THE INPUT START
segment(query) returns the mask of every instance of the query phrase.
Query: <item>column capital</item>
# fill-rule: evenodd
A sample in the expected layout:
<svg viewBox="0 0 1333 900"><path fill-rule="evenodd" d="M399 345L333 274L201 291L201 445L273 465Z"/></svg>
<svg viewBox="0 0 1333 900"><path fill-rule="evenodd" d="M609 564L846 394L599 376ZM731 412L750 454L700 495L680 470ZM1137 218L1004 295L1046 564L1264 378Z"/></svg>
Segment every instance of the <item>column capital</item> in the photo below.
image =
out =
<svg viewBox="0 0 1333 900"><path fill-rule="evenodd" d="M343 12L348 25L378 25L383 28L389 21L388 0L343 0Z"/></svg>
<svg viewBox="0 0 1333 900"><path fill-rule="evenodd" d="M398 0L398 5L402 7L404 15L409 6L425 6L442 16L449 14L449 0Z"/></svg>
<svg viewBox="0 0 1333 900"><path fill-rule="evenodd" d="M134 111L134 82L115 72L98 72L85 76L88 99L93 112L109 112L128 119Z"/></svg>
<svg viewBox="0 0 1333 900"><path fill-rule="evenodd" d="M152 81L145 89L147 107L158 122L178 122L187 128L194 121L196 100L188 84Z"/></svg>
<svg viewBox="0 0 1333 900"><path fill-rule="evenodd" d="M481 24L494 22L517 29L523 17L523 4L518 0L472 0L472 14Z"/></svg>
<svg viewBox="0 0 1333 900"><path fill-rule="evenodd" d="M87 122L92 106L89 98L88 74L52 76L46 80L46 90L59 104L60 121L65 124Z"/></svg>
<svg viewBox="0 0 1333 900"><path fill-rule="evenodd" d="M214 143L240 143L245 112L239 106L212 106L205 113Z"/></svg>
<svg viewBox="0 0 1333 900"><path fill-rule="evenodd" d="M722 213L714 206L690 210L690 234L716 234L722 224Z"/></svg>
THE INPUT END
## INSTRUCTIONS TO FOLLOW
Using the entries above, quote each line verbatim from the first through the line that contains "345L333 274L201 291L201".

## RESULT OF THE TASK
segment(query) returns the mask of every instance of the query phrase.
Query: <item>column capital</item>
# fill-rule: evenodd
A sample in the expected layout:
<svg viewBox="0 0 1333 900"><path fill-rule="evenodd" d="M399 345L333 274L201 291L201 445L273 465Z"/></svg>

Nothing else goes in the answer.